**EXCERPTED PASSAGE:**
● ● ●
Grand Slam of Curling event

The 2024 Princess Auto Players' Championship was held from April 9 to 14 at the Mattamy Athletic Centre in Toronto, Ontario. It is the fifth and final Grand Slam event of the 2023–24 curling season.

Switzerland's Silvana Tirinzoni rink defeated Sweden's Isabella Wranå rink in the women's final, 6–5. It was a re-match of the 2023 Players' Championship final, in which Team Wranå was victorious. Team Tirinzoni opened up the scoring in the second end when last rock thrower Alina Pätz made a hit and stick for two. Wranå made a double in the third end to get a single, but nearly gave up a steal. Wranå missed a double in the fourth, and Pätz responded with a draw for two to take a 4–1 lead into the break. In the fifth, Wranå's last rock crashed on a guard, but rolled into the house, resulting in a score of two after a measurement. Wranå scored a steal of one in the sixth after Pätz missed a hit and roll, tying the game at four. In the seventh, Pätz made a bump of two Wranå stones that were close together, scoring two points in the process to take a 6–4 lead into the final frame. In the eighth, Wranå missed her last shot, scoring just a single point to lose the game. It was third straight Slam final for the Swiss team, after losing the previous two. It was the fourth career Slam title for Tirinzoni.
● ● ●
**PROMPT:** Please carry on the account of the 2024 Players' Championship from its last sentence. The listing after this has nothing to do with the curling account.

**SUPPLIED INFORMATION:**
● ● ●
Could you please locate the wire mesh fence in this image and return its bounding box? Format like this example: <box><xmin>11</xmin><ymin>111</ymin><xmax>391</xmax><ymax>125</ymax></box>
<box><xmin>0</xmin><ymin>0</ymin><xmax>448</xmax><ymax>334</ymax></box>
● ● ●
**THE RESULT:**
In the men's final, Newfoundland and Labrador's Brad Gushue won his 15th Grand Slam title after defeating the World #1 ranked Joël Retornaz team from Italy, 7–6. Team Gushue started the game off by getting forced to a single in the first after Gushue made a hit against two Retornaz rocks which sat across the rings. Retornaz scored a deuce in the second after making a hit on his last rock, which was followed by Gushue scoring a deuce of his own in the third after making a draw for two to take a 3–2 lead. Retornaz scored another deuce in the fourth after removing a Gushue stone off the button. Gushue scored another two in the next end with another draw, to take a 5–4 lead after five. In the sixth, Retornaz attempted to make a run double on his last, but missed, giving up a steal of one, to go down 6–4. In the seventh, with the team already sitting two, Retornaz attempted a raise on a guard to get a third point, but missed. The team still scored the two points, tying the game going into the last end. In the final end, Gushue missed a runback on his first shot, allowing Retornaz to draw to sit three to make things more difficult for Gushue. Gushue did not miss his last shot however, a draw to the back four which "pinballed" off of a Retornaz stone to come to a rest, winning the game.

==Qualification==
The top 12 ranked men's and women's teams on World Curling's Year-to-Date rankings as of March 11, 2024 qualified for the event. In the event that a team declines their invitation, the next-ranked team on the world team ranking is invited until the field is complete.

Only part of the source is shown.